_BRIEF_:
Print the records below verbatim, starting at the line containing "Practice step: identify the jacket collar" and running down through their final line, with both of those lines included.

--- START ---

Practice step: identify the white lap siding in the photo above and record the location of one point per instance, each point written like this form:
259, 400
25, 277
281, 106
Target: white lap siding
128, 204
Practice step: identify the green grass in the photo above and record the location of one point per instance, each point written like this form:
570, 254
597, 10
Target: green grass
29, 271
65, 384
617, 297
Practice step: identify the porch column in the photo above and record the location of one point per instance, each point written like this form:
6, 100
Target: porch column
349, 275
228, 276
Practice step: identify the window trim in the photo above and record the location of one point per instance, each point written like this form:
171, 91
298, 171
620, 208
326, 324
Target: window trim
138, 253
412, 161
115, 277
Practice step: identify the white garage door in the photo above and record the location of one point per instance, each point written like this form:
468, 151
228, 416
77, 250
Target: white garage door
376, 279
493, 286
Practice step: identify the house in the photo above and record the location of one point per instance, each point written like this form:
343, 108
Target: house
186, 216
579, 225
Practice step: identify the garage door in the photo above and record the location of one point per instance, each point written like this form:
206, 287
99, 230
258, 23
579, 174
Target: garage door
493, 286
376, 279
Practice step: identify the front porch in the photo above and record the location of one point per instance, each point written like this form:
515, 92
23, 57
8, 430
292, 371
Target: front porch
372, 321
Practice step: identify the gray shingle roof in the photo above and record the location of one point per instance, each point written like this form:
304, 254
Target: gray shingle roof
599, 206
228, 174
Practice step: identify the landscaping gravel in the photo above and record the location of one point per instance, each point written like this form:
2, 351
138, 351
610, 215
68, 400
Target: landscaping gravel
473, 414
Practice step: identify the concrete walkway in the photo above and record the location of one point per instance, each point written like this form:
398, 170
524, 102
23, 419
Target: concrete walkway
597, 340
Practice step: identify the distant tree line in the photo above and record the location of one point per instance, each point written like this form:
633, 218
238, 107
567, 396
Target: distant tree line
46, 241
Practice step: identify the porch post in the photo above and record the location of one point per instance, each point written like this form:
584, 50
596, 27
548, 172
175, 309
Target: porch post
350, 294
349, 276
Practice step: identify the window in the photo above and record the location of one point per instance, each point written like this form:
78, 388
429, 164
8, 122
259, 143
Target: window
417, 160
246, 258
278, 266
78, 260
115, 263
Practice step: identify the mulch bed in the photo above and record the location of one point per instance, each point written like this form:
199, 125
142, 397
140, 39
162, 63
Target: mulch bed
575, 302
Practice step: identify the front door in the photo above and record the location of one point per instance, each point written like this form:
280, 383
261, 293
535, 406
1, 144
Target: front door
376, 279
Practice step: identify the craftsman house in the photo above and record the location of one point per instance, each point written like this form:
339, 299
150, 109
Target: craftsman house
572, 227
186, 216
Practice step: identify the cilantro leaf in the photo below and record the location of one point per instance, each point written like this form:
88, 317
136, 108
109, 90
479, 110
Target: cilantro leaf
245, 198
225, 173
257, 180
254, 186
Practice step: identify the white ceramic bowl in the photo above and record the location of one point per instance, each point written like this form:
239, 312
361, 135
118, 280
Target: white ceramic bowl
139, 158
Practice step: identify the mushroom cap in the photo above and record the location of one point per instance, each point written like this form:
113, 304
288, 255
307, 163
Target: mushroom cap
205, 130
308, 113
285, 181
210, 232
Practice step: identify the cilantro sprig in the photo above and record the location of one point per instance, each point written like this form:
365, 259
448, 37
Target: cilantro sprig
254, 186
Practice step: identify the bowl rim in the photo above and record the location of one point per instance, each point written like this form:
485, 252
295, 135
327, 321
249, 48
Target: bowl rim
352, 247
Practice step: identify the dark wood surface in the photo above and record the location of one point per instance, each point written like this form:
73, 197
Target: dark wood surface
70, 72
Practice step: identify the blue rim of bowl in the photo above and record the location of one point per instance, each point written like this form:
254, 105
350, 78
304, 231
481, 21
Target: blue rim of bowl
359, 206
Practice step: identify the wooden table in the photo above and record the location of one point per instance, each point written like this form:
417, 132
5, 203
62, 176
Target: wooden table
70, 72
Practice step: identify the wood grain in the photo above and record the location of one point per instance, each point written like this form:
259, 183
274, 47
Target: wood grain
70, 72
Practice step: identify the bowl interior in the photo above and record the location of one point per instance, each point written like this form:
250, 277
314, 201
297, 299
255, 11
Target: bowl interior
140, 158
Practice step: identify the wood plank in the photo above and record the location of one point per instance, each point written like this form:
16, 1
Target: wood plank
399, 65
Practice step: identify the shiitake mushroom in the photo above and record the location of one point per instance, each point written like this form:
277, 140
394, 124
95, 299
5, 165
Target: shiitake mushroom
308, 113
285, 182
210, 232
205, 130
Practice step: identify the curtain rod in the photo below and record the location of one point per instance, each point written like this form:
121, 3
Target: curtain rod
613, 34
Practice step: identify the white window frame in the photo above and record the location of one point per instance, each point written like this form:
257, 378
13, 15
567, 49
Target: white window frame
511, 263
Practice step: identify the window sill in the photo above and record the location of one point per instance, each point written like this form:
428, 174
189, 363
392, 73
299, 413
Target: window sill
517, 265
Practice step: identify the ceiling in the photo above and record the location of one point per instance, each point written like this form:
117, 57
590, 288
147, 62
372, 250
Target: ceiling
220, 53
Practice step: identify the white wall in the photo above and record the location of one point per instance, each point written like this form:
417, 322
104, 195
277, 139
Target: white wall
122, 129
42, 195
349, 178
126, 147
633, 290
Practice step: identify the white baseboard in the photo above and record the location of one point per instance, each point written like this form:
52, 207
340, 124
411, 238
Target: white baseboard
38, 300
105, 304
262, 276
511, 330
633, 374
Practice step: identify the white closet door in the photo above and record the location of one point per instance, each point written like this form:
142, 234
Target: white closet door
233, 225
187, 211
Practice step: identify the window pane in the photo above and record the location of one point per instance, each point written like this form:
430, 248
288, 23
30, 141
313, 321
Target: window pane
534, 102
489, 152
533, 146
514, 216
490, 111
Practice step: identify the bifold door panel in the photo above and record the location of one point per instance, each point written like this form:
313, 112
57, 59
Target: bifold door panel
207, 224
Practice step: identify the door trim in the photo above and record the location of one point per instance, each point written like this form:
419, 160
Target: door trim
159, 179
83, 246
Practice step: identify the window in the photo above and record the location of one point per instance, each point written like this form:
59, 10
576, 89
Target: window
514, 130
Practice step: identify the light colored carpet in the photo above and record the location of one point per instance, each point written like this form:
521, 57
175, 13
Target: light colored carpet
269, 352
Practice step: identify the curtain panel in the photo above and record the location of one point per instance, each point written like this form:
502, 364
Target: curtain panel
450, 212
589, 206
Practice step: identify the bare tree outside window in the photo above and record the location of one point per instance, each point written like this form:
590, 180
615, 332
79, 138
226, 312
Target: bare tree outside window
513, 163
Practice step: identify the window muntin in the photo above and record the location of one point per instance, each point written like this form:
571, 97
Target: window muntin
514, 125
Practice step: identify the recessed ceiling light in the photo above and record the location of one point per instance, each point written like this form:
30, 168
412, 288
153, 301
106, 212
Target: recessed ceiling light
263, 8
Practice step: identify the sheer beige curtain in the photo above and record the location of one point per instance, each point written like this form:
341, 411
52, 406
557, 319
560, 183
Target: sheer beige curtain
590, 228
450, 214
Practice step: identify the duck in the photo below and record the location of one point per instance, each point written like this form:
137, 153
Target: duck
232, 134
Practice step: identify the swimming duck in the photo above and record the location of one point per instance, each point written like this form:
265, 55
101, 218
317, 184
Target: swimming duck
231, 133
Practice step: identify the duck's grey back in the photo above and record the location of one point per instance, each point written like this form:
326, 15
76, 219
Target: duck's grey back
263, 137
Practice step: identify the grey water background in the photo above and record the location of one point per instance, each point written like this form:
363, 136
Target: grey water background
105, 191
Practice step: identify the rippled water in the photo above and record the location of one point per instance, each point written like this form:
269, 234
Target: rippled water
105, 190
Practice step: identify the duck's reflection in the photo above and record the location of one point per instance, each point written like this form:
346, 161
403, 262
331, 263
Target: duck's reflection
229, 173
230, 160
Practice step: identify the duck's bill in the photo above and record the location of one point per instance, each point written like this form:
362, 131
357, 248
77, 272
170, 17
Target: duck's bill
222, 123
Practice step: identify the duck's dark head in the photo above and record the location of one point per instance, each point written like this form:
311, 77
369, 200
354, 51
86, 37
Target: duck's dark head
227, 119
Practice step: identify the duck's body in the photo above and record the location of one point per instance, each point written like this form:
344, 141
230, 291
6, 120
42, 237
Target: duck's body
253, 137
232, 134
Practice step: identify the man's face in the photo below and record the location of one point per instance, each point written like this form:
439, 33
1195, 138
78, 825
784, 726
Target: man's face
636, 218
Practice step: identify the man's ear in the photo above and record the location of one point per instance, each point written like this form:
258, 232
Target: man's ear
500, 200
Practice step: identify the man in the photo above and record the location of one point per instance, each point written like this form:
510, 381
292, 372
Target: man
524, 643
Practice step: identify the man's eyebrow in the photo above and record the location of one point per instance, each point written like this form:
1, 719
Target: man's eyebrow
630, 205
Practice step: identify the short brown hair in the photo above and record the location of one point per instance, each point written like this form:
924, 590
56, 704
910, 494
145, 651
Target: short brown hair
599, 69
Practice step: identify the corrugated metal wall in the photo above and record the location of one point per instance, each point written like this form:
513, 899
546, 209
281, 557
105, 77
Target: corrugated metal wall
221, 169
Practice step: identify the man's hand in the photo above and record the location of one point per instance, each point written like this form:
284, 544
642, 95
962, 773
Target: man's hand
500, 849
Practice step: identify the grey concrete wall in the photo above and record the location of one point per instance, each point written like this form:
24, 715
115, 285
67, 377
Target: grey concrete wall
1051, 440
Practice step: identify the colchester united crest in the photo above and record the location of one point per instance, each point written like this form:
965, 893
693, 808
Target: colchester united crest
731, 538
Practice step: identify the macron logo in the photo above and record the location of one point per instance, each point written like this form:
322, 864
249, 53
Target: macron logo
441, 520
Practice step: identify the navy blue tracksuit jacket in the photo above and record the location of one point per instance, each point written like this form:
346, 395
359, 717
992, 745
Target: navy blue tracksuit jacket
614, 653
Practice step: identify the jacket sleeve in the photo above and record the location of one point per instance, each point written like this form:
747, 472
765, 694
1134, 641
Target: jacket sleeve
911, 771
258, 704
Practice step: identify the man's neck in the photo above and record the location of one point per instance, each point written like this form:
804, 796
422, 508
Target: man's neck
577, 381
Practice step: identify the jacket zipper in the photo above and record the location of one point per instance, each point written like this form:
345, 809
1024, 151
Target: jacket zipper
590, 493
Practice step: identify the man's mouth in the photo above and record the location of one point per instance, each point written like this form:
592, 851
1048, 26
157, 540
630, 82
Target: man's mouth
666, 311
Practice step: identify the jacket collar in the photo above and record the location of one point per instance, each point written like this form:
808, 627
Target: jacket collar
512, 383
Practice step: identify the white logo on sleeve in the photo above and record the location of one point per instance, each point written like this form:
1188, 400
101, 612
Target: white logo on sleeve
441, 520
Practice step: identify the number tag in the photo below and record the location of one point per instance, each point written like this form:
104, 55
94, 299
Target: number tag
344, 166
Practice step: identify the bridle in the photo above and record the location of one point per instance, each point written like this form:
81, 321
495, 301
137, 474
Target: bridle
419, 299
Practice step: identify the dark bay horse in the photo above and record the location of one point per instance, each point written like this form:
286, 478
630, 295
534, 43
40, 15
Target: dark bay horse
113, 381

--- END ---

_FINISHED EXERCISE_:
Practice step: identify the jacket collar in the photo above and record the location of one point per instance, each point written like this form:
808, 627
Target: jacket collar
512, 383
Practice step: identify the white logo on sleeve in the photo above and record the location of one point per instance, each point written like this form:
1188, 400
101, 612
Target: white logo on sleeve
441, 520
Practice step: identify the number tag in the photo below and record the location of one point per instance, each point written like this form:
104, 55
94, 299
Target: number tag
344, 166
Practice step: identify the bridle in the photo above and record the location of one point per instance, each point written like this form:
81, 321
495, 301
137, 474
Target: bridle
419, 299
Practice step: identify the dark bay horse in the photo above and record the location of one point per instance, each point written like this form:
286, 478
630, 295
534, 43
40, 15
Target: dark bay horse
113, 381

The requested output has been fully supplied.